>> START Stored data

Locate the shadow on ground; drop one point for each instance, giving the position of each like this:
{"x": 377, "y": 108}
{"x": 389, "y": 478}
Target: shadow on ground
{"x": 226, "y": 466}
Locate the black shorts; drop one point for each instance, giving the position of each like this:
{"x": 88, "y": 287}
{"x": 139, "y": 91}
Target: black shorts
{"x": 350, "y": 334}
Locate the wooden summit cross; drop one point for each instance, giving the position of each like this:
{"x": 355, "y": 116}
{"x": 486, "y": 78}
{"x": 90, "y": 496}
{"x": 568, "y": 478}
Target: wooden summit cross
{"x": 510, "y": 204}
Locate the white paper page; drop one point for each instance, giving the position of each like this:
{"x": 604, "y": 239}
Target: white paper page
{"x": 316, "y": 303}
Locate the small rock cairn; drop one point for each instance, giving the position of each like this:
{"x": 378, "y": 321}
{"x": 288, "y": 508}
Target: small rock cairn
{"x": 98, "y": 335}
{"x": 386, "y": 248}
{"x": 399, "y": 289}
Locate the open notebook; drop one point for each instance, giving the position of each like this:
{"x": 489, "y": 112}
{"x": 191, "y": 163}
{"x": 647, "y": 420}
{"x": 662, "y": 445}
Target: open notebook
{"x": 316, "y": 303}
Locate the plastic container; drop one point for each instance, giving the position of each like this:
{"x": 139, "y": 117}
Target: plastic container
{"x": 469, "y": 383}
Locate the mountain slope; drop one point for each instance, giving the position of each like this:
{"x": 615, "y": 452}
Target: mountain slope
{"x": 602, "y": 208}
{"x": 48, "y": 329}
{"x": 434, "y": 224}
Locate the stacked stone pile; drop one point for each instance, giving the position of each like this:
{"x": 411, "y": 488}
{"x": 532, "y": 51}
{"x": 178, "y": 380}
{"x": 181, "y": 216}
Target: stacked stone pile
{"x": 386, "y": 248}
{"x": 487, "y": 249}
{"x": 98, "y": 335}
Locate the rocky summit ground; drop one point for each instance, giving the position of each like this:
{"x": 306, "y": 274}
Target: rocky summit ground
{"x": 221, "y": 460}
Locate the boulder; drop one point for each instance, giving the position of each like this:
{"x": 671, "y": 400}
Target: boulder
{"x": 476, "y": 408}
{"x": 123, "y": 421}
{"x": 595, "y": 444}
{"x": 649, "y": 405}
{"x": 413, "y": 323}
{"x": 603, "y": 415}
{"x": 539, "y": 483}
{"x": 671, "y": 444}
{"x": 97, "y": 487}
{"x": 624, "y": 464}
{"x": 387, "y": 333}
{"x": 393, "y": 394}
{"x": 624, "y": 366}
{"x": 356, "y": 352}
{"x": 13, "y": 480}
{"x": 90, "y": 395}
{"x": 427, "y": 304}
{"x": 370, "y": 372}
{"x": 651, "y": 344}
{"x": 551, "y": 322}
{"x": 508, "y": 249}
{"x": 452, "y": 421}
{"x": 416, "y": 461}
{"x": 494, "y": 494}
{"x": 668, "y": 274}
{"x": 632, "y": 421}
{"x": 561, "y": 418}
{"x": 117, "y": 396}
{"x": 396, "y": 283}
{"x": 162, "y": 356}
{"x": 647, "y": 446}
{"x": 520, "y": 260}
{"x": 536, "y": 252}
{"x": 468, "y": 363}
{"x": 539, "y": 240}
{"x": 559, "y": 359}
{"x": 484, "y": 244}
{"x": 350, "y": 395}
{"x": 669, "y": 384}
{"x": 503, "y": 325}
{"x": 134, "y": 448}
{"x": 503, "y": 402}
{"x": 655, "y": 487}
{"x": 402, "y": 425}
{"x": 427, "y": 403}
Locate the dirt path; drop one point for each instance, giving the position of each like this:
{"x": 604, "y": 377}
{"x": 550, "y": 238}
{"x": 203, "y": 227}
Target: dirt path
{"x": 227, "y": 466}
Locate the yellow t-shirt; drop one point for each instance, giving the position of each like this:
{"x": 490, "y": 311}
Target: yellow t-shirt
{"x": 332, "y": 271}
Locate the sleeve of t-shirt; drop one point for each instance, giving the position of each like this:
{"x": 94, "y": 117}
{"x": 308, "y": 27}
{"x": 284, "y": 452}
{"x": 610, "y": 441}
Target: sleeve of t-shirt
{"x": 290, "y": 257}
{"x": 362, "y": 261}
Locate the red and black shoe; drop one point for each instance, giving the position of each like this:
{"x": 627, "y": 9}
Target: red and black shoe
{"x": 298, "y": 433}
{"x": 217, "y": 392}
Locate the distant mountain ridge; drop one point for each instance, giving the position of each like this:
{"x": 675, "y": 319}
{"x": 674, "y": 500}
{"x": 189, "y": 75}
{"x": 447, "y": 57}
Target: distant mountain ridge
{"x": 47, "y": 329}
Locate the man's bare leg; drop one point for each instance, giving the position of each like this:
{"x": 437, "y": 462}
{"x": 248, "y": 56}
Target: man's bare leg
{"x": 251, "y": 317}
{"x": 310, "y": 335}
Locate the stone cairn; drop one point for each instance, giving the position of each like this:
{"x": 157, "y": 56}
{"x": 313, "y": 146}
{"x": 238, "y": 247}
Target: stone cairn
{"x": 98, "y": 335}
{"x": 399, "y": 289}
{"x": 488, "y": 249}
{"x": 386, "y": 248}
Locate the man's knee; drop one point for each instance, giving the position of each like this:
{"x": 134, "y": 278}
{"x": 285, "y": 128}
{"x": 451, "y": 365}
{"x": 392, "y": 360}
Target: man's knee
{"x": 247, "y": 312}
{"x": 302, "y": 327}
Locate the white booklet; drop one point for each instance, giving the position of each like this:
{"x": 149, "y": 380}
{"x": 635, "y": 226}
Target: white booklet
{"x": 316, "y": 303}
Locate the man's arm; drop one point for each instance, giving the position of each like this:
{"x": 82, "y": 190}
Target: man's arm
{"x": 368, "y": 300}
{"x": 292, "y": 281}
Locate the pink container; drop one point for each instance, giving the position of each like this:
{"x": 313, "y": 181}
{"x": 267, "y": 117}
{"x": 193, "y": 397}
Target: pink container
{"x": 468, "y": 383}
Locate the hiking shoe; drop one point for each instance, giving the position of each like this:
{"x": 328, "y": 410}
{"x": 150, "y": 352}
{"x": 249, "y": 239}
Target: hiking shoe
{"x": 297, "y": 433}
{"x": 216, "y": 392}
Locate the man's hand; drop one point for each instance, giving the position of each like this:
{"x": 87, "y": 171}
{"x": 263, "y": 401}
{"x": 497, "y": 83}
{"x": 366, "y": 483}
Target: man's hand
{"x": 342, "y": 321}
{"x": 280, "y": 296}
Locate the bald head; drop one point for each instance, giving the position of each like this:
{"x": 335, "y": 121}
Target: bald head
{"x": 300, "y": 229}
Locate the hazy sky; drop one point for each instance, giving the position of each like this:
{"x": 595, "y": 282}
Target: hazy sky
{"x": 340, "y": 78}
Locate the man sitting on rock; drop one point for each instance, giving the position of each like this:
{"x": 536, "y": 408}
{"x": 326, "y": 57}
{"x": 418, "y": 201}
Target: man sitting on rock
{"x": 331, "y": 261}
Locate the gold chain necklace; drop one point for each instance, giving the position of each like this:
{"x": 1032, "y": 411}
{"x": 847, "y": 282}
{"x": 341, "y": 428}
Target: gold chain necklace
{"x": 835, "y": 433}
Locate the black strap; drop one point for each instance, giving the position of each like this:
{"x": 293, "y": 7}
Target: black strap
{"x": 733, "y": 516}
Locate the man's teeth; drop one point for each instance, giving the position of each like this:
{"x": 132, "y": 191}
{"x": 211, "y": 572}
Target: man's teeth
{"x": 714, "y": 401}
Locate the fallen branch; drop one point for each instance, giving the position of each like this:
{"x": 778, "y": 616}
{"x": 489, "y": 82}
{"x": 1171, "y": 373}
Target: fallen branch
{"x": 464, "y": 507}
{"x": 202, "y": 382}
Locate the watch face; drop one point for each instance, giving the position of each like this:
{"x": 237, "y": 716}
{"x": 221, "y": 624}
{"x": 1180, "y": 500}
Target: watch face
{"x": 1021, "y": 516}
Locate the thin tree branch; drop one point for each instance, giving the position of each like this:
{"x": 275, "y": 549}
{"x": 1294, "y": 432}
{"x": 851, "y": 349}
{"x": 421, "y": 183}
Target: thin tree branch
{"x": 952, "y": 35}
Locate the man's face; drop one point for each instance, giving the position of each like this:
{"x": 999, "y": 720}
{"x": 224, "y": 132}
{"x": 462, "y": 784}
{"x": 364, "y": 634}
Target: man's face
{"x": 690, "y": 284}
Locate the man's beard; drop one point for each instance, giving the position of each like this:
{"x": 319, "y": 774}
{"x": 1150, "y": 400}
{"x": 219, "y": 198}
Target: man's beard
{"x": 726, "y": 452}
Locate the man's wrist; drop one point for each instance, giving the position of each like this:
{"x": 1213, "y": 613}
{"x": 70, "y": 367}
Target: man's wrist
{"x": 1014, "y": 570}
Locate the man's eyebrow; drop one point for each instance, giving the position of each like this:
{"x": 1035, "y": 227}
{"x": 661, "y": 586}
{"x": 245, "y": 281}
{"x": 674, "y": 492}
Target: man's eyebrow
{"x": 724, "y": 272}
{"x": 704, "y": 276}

>> END Stored data

Write out only what runs from the line holding "Locate the man sitting" through the last line of the records, exactly as shown.

Locate the man sitting on rock; drop one point for each instance, giving the position of each like this:
{"x": 536, "y": 408}
{"x": 326, "y": 57}
{"x": 418, "y": 201}
Target: man sitting on rock
{"x": 331, "y": 261}
Locate the gold chain necklace; drop one point for each instance, giving the position of each like this:
{"x": 1032, "y": 411}
{"x": 847, "y": 282}
{"x": 341, "y": 428}
Target: gold chain necklace
{"x": 835, "y": 433}
Locate the black strap; drop one point for each instance, giving the position of each like this:
{"x": 293, "y": 7}
Target: black strap
{"x": 733, "y": 516}
Locate the man's teeth; drop one point for each instance, giving the position of each like this:
{"x": 132, "y": 191}
{"x": 211, "y": 572}
Target: man's teeth
{"x": 714, "y": 401}
Locate the fallen branch; drop one point for each instance, giving the position of each like this:
{"x": 778, "y": 616}
{"x": 489, "y": 82}
{"x": 1171, "y": 373}
Target: fallen branch
{"x": 464, "y": 507}
{"x": 202, "y": 382}
Locate the watch face; drop one point for each instance, giving the position of each like this:
{"x": 237, "y": 716}
{"x": 221, "y": 624}
{"x": 1180, "y": 500}
Target: watch face
{"x": 1021, "y": 516}
Locate the thin tree branch; drop one point for each instance, giving the position of each like this:
{"x": 275, "y": 549}
{"x": 1294, "y": 432}
{"x": 851, "y": 349}
{"x": 421, "y": 183}
Target: thin tree branch
{"x": 952, "y": 35}
Locate the man's face; drop one point for each instance, giving the position of each like this:
{"x": 999, "y": 720}
{"x": 224, "y": 132}
{"x": 462, "y": 784}
{"x": 364, "y": 634}
Target: man's face
{"x": 690, "y": 284}
Locate the man's beard; drop one point for each instance, giving the position of each like this:
{"x": 319, "y": 774}
{"x": 1150, "y": 400}
{"x": 219, "y": 198}
Target: man's beard
{"x": 726, "y": 452}
Locate the man's wrist; drop one point for each instance, giving the position of each like this:
{"x": 1213, "y": 613}
{"x": 70, "y": 367}
Target: man's wrist
{"x": 1014, "y": 570}
Locate the man's eyebrow; drop one point for each instance, giving the position of each like this:
{"x": 1035, "y": 227}
{"x": 661, "y": 586}
{"x": 245, "y": 281}
{"x": 674, "y": 492}
Target: man's eyebrow
{"x": 724, "y": 272}
{"x": 704, "y": 276}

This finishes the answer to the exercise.